Quel «socle commun» de valeurs pour la Tunisie et les Tunisiens?

Manifestants de l'opposition arrêtés par un cordon de police à Tunis le 24-10-2013 (Reuters - Zoubeir Souissi).

L’analyse d’un jeune Franco-Tunisien sur un pays qui se cherche.

Abdel a une trentaine d’années. Occupe une fonction de cadre dans une entreprise dans le Sud de la France. Idéaliste, bouillonnant de projets, il vit à l’heure des évènements qui secoue la Tunisie. Il explique sans ambages que s’il trouvait un travail qui lui convienne de l’autre côté de la Méditerranée, il n’hésiterait pas à rentrer. Mais la situation économique étant ce qu’elle est, il doit rester en France. Ce qui lui permet d’observer la situation tunisienne avec une certaine distance.

 «Aujourd’hui, les Tunisiens se cherchent. Ils n’ont pas de socle commun. Le pays est divisé entre une partie occidentalisée et une autre conservatrice. Or le modèle occidentalisé, imposé depuis l’indépendance (en 1956, NDLR), a été trop rapide», analyse Abdel. Cette occidentalisation, entamée sous Bourguiba, s’est poursuivie à marche forcée sous Ben Ali, le dictateur renversé par le mouvement de janvier 2011.

 «Ce mouvement était une révolution de la dignité», constate Abdel. «Les gens voyaient qu’ils n’avaient aucune chance de s’en sortir. Ils réclamaient le droit d’exister. Et puis le mouvement a enclenché plein de choses dans la tête des gens, donc pas visibles». Des «choses» ? C'est-à-dire des aspirations et des souhaits innombrables. Dans le même temps, il y avait un système politique à construire. Le processus a commencé avec les élections du 23 octobre 2011. Et l’arrivée d’un gouvernement dominé par le parti islamiste Ennahda. Un gouvernement, aujourd’hui très contesté par une partie de la population, qui a promis de céder le pouvoir.

«Les islamistes cherchent à gagner du temps. Avec les élections de 2011, ils ont en quelque sorte signé un contrat. Mais ce contrat n’est pas respecté. Aujourd’hui, on assiste à des sabotages de tous les côtés», constate Abdel. Et de citer l’affaire des Ligues de protection de la révolution : «C’est comme s’il y avait des milices armées en France».

> Données fournies
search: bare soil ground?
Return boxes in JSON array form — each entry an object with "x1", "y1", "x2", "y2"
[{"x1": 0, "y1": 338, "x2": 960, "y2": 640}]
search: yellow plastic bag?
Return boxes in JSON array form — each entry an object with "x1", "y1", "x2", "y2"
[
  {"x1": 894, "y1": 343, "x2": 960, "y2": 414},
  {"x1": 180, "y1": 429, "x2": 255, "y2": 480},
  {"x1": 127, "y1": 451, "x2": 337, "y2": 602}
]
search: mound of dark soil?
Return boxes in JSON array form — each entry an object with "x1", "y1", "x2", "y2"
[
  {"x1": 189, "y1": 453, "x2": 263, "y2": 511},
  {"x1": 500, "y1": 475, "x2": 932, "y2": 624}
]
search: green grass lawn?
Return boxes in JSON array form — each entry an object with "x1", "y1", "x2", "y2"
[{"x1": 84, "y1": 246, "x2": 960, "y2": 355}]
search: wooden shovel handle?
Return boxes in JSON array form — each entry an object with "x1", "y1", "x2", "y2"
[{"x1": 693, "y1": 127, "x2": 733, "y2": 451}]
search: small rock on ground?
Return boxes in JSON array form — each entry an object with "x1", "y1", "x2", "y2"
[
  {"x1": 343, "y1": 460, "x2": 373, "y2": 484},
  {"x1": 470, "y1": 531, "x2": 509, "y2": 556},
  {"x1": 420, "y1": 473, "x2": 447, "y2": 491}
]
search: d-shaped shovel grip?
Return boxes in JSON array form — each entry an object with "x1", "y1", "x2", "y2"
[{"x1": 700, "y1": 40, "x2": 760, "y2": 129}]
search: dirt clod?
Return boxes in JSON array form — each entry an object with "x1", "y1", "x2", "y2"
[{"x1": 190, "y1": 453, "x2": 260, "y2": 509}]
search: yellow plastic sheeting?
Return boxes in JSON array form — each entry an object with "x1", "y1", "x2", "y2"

> Consigne
D'après le texte sur la Tunisie, à quelle date se sont tenues les élections par lesquelles a commencé la construction du système politique ?

> Réponse
Le 23 octobre 2011.